[EXTRACTED TEXT]
Our country is already deep in the throes of one of the worst epidemics of our time. It is a plague. A scourge. A blight upon our society. When it first reared its ugly head back in the early ‘90s, it seemed that no one was immune to its grasp. Seemingly and effortlessly, it took hold from coast to coast. It rendered people unable to speak their minds for fear of repercussions. It gave way to people getting jobs they were ill equipped to hold.
This condition takes away rules for one set of people and doubles down on the other out of a supposed fairness. It has made hypocrisy the backbone of one political party and spineless cowards out of the other.
The disease, of course, is political correctness. At one time I was caught up in it. Say something out of line, and you’re quickly reprimanded for not being “PC.”
One of the deadly consequences of the disease shows itself in the form of rules of engagement for our soldiers. They go into battle to fight the most lawless types of savages in the world and are told that they cannot fire until they are fired upon. Knowing this, the enemy buries bombs, waits for our defenseless soldiers to drive right over the bombs, and detonates them without a shot ever being fired. This is the sort of thing that happens when we don’t want to offend the “religion of peace.”

[WHAT YOU NEED TO DO]
Answer these questions using the opinion piece above.
(a) When does the piece say the condition first appeared?
(b) What disease does the piece name?
(c) Under the rules of engagement it describes, when are soldiers told they may fire?

[SUPPLIED RECORDS]

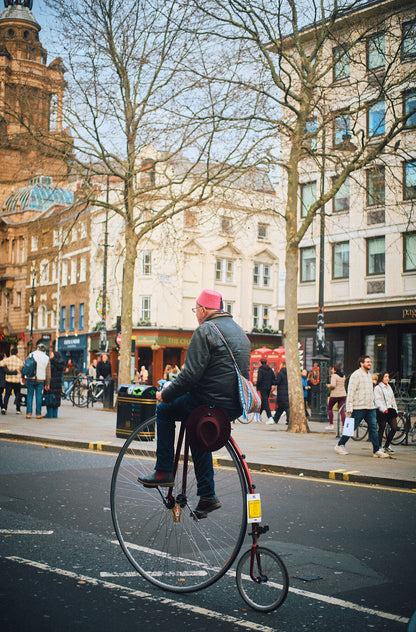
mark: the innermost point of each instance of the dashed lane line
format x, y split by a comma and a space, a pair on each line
143, 595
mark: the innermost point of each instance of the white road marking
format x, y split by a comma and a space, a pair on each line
25, 532
297, 591
143, 595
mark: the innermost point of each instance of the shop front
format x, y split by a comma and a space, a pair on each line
386, 334
74, 348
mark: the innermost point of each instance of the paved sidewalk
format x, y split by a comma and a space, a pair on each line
266, 447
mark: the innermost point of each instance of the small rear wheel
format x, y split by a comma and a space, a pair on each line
268, 590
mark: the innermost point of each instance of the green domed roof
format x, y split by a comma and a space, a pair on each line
38, 195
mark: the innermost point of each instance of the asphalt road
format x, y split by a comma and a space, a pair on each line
350, 551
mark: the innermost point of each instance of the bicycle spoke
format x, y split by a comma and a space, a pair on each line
170, 546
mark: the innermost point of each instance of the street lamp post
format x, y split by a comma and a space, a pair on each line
103, 327
319, 396
32, 306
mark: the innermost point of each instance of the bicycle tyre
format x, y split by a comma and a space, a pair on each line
179, 556
266, 595
79, 396
361, 431
400, 433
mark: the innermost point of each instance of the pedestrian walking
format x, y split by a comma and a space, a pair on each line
338, 395
265, 380
386, 410
13, 378
360, 405
53, 395
36, 385
282, 397
306, 388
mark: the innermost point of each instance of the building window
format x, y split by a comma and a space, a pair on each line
260, 316
376, 52
71, 317
409, 40
409, 180
376, 187
261, 275
341, 129
341, 260
307, 264
63, 318
44, 272
73, 271
226, 225
229, 307
409, 252
147, 173
262, 231
341, 63
376, 119
146, 264
82, 269
409, 107
341, 199
42, 317
310, 131
375, 255
224, 270
81, 316
146, 308
307, 197
65, 273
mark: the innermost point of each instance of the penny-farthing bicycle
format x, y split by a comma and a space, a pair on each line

[PROBLEM SOLUTION]
(a) In the early '90s.
(b) Political correctness.
(c) Only after they have been fired upon.